_Required action a:_ Echo the listing word for word, starting at its very first line and ending with the line that contains "rough mask: <svg", both included.
━━━━━ Excerpt
2025-05-25 Dev Blog - Introducing GeoFox, Heloid and More

Author: Indigo Curnick

Date: 2025-05-25

#dev-blog   #rustlang   #geodesics   #programming  



In my job I need to work with lots of geographic data. As you'd expect for someone in the navigation industry. However, I'm less than impressed with the current ecosystem of tools available for working with geographic data. Finally about two weeks ago the damn burst and I spawned quite a few new projects.

GeoFox

I started by making a GeoJson command line tool. I was sick of people making new-line deliminated "GeoJsons". I wanted to convert them to the correct format. The thing is, the existence of the GeoJson implies the existence of the GeoToml (and even the GeoYaml).

I already have a good chunk of this developed. Right now I can do things like

geofox convert --input file.ndgeojson --to geojson --dest file.geojson

and so on and so forth. The project isn't public yet, because it's a little too early for it.

I then started to think about other things I might like to do with GeoJsons. Right now you more or less have to use GeoPandas for anything geographic that's complex. This is nonsense! For a start I hate Python, and I love Rust. Wouldn't it be nice to do everything in Rust!

Heloid

It's very frustrating to have runtime dependencies. I do not like the fact that Proj needs to be installed. Ideally it would just be a library as a single binary file in Rust. Then it all gets integrated into the ecosystem.

I downloaded all the necessary data for the transformations from EPSG. They're in a CRS-WKT format, so I will need to write a parser for that. I've never written a parser before, and there doesn't appear to be one in Rust. My current plan is to have a parser to extract the necessary data from the files, and then have another piece of software turn that into a Rust file, maybe using perfect hash functions. This way it's all compiled into the binary - no runtime database lookups is ideal. (See next section for details on that parser!)

In terms of the mapping itself, it was a lot of fun to learn how it works. It turns out there's a very systematised way of doing projections. First, you have a selection of different ellipsoids. These are parameters that define the shape of the earth. The most famous and most widely used is now WGS84, but there are others. There are then several different transforms which allow you to go from this oblate spheroid shape into various different projection shapes, like flat so you can make it a map.

Right now, I'm focusing on the Transverse Mercator (TM) projection. This is a very common project and armed with the WGS84 ellipsoid and TM you already have most of the most common projections.
━━━━━━━━━━
━━━━━ Provided records
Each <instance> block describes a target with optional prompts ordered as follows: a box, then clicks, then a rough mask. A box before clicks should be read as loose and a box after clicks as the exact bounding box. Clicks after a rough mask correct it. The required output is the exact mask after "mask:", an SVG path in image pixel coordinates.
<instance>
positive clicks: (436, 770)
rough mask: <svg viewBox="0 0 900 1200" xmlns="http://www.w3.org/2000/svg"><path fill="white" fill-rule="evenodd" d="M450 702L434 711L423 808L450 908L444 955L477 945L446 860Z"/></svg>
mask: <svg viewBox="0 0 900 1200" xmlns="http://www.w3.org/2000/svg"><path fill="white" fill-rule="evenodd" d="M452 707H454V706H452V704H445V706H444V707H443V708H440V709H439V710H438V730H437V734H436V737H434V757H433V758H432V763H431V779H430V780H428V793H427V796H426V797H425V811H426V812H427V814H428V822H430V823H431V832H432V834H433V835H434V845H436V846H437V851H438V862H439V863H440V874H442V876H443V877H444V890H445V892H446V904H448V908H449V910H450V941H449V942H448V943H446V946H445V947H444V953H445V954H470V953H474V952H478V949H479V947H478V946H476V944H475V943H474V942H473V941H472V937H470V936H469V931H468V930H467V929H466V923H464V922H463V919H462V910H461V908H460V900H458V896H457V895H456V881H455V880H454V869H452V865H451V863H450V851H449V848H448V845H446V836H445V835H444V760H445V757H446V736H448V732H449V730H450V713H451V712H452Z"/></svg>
━━━━━━━━━━
_Required action b:_ According to the dev blog post, why does the author plan to have software turn the parsed EPSG data into a Rust file?

_Exercise result a:_
Each <instance> block describes a target with optional prompts ordered as follows: a box, then clicks, then a rough mask. A box before clicks should be read as loose and a box after clicks as the exact bounding box. Clicks after a rough mask correct it. The required output is the exact mask after "mask:", an SVG path in image pixel coordinates.
<instance>
positive clicks: (436, 770)
rough mask: <svg viewBox="0 0 900 1200" xmlns="http://www.w3.org/2000/svg"><path fill="white" fill-rule="evenodd" d="M450 702L434 711L423 808L450 908L444 955L477 945L446 860Z"/></svg>

_Exercise result b:_ Doing so compiles all the data into the binary, so no runtime database lookups are needed. This matches the author's frustration with runtime dependencies, such as Proj having to be installed, and the wish for a library that is a single binary file in Rust.